PROVIDED ENTRIES
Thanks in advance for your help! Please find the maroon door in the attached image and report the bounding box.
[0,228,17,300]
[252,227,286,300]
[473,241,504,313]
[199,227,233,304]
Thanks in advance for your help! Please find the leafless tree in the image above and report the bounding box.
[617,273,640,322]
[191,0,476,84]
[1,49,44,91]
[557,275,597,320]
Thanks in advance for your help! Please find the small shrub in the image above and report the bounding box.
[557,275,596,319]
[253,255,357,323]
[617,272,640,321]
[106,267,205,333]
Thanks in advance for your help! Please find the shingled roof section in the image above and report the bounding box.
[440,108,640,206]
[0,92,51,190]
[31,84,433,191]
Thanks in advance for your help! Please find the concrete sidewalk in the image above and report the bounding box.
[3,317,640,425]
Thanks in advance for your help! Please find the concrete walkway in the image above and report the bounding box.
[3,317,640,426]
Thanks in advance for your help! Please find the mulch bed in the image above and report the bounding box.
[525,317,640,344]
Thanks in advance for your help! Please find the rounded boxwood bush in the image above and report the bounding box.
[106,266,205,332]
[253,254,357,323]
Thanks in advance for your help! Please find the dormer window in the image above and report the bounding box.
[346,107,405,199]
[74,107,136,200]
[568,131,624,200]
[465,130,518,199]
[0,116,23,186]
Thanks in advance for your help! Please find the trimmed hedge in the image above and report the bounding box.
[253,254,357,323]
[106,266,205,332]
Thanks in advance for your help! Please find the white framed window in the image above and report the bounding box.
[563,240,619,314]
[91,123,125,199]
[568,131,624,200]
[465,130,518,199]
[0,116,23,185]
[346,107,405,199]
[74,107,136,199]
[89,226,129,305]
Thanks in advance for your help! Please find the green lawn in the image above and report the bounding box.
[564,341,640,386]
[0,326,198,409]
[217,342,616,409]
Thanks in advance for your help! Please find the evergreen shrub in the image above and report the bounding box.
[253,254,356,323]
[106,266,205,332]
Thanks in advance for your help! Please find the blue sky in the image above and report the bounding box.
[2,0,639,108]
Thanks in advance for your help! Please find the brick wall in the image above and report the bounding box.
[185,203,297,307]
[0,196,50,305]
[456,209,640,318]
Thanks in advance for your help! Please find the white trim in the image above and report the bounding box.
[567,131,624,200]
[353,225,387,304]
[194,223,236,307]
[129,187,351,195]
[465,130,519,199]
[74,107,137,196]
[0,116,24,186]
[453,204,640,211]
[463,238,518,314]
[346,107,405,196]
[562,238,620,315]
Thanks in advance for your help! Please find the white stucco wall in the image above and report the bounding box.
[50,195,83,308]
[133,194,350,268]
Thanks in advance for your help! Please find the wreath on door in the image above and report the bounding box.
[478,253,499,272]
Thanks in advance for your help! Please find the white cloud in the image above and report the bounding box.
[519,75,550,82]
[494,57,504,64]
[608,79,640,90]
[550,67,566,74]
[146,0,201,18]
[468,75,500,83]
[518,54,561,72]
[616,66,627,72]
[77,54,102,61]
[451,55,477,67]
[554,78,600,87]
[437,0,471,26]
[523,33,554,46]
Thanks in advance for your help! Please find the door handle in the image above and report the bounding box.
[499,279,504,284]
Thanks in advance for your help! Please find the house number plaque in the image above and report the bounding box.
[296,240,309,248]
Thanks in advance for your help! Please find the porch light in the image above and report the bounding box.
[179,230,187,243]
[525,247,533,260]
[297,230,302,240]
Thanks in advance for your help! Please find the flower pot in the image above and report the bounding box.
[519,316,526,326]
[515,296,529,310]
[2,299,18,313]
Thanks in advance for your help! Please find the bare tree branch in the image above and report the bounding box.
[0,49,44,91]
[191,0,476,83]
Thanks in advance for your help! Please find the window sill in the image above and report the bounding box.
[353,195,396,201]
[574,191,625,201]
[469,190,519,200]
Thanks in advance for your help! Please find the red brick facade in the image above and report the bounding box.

WHAT IS NEEDED
Transcribe all of the data so that each line matches the source exactly.

TASK SOLUTION
Thanks in advance for your help! Please find the maroon door in the attached image and report the bounding box.
[0,228,17,300]
[252,227,286,300]
[473,241,504,313]
[199,227,233,304]
Thanks in advance for your help! Please find the leafless tree in the image above and report the bounding box.
[617,273,640,322]
[191,0,476,84]
[1,49,44,91]
[557,275,597,320]
Thanks in advance for your help! Please find the small shrub in the image above and report the bounding box.
[557,275,596,319]
[253,255,357,323]
[617,272,640,321]
[106,267,205,333]
Thanks in advance for your help! Please find the shingled roof section in the image above and report the bounding box.
[440,108,640,206]
[0,92,51,190]
[31,84,433,191]
Thanks in advance for your help! Please find the concrete sidewalk in the image above and report the bounding box.
[3,317,640,425]
Thanks in advance for your help! Please find the concrete walkway in the image above and report the bounding box.
[3,317,640,426]
Thanks in advance for your help! Please find the mulch bed in the image above and report the bounding box.
[525,317,640,344]
Thanks in advance for your help! Please find the rounded boxwood bush in the image above and report the bounding box.
[106,266,205,332]
[253,254,357,323]
Thanks in advance for your help! Please find the dormer window in the image above and report the bounding box.
[346,107,405,199]
[74,107,136,200]
[568,131,624,200]
[465,130,518,199]
[0,116,23,186]
Thanks in advance for your help! Please find the trimmed hedge in the image above and report the bounding box.
[253,254,357,323]
[106,266,205,332]
Thanks in advance for your help! Please find the white framed window in the image above and report the bounding box.
[563,240,619,314]
[91,123,125,199]
[568,131,624,200]
[465,130,518,199]
[0,116,23,185]
[346,107,405,199]
[74,107,136,199]
[89,226,129,305]
Thanks in advance for your help! Please find the green lawn in the image above and report the bounding box.
[564,341,640,386]
[0,326,198,409]
[217,342,616,409]
Thanks in advance for your help! Please find the evergreen shrub in the image above and report the bounding box.
[253,254,356,323]
[106,266,205,332]
Thanks in advance for your help! Please find the blue sky in the image above and report the bounding box.
[2,0,639,108]
Thanks in advance for your help! Please find the brick wall in the image above and report the bounding box.
[185,203,297,307]
[0,196,50,305]
[456,209,640,318]
Thanks in advance for your help! Please find the white trim in the image above and report the bounding box.
[567,131,624,200]
[353,225,387,304]
[194,223,236,307]
[129,187,351,195]
[465,130,519,199]
[74,107,137,196]
[0,116,24,186]
[453,204,640,211]
[463,238,518,314]
[346,107,405,196]
[562,238,620,315]
Thanks in advance for your help! Please find the white stucco wall in the image above and report the bounding box.
[50,195,83,308]
[133,194,350,268]
Thanks in advance for your help! Please find the wreath on door in the image above and report the bounding box.
[478,253,499,272]
Thanks in advance for your help! Please find the white cloud in the image above and report the bounding box.
[519,75,550,82]
[494,57,504,64]
[608,79,640,90]
[550,67,566,74]
[146,0,201,18]
[468,75,500,83]
[518,54,561,72]
[616,66,627,72]
[77,54,102,61]
[451,55,477,67]
[554,78,600,87]
[437,0,471,26]
[523,33,554,46]
Thanks in advance for your help! Please find the door handle in the image above and report the bounding box.
[499,279,504,284]
Thanks in advance for your help! Please find the house number plaque in the image above and report the bounding box.
[296,240,309,248]
Thanks in advance for your help! Please find the porch light in the image above and report the bounding box.
[179,230,187,243]
[525,247,533,260]
[297,230,302,240]
Thanks in advance for your help! Please find the flower pot in the image above and report the bounding box.
[519,316,526,326]
[515,296,529,310]
[2,299,18,313]
Thanks in advance for your help! Please find the bare tree branch in the image above and report the bounding box.
[0,49,44,91]
[191,0,476,83]
Thanks in advance for your help! Please find the window sill in the image above and report the bounding box.
[353,195,396,201]
[574,191,625,201]
[469,190,519,200]
Thanks in advance for your help! Please find the red brick facade in the image above and report the bounding box.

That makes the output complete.